====== Entries shown

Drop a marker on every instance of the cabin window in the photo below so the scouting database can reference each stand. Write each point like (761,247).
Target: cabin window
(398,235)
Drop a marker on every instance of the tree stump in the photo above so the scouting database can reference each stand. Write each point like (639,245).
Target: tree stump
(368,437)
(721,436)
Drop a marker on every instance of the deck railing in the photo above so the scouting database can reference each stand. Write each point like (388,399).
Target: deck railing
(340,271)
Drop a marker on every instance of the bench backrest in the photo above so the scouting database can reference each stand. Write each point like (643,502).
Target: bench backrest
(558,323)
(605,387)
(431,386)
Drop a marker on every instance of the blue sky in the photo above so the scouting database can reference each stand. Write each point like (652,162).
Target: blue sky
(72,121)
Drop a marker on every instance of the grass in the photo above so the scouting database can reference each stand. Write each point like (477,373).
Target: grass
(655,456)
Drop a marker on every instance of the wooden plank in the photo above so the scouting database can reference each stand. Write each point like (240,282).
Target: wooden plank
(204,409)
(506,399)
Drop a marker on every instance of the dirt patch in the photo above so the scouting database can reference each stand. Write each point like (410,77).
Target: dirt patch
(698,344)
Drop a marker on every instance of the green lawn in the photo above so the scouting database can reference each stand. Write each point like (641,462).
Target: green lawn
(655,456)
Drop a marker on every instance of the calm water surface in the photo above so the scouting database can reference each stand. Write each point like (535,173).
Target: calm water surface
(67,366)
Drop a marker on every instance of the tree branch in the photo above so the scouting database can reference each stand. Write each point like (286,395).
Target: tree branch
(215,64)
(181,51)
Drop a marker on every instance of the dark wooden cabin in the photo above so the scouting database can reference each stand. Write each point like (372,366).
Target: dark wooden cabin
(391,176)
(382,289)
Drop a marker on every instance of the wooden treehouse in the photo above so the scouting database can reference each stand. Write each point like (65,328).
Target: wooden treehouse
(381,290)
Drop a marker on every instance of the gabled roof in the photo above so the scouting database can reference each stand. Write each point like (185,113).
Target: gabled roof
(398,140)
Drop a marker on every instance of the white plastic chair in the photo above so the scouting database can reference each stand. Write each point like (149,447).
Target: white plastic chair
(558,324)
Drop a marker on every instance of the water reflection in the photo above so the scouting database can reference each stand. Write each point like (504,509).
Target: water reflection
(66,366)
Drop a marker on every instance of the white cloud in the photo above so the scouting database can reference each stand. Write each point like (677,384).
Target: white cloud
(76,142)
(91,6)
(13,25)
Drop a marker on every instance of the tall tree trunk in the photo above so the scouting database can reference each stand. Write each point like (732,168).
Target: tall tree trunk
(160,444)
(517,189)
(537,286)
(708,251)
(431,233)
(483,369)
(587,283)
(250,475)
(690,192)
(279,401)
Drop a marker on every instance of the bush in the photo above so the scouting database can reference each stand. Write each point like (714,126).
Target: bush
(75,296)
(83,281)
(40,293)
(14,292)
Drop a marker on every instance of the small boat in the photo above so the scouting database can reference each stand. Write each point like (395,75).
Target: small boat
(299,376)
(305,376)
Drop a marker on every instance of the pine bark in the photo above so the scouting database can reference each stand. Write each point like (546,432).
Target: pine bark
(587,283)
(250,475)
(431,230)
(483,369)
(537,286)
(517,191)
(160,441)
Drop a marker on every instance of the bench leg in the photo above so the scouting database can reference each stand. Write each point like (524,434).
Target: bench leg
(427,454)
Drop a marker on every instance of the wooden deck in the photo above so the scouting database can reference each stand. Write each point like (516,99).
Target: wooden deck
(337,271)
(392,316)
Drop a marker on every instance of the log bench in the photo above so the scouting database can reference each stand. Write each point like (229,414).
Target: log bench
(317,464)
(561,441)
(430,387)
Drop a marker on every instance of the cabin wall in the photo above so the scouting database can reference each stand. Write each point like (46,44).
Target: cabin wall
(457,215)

============

What this task involves =>
Retype only the lines running from the line with "Drop a marker on every instance of the bench leg" to the end of the listing, including both of those lines.

Result below =>
Drop a marker on every instance of the bench leg in the photo above so the scouting database can reference each stand. Write each point like (524,434).
Target: bench leg
(427,454)
Drop a marker on every instance of the wooden deck in the photo above so the scouting database can reference each stand. Write each point like (516,99).
Target: wooden deck
(337,271)
(392,316)
Drop a marker on every instance of the log bench in the photo above so the scouting database can reference each stand. Write each point like (229,414).
Target: log bench
(317,464)
(561,441)
(430,387)
Drop a marker on every instance of the cabin wall in the photo above so the scouting database can reference each stand. Write each point like (46,44).
Target: cabin wall
(457,215)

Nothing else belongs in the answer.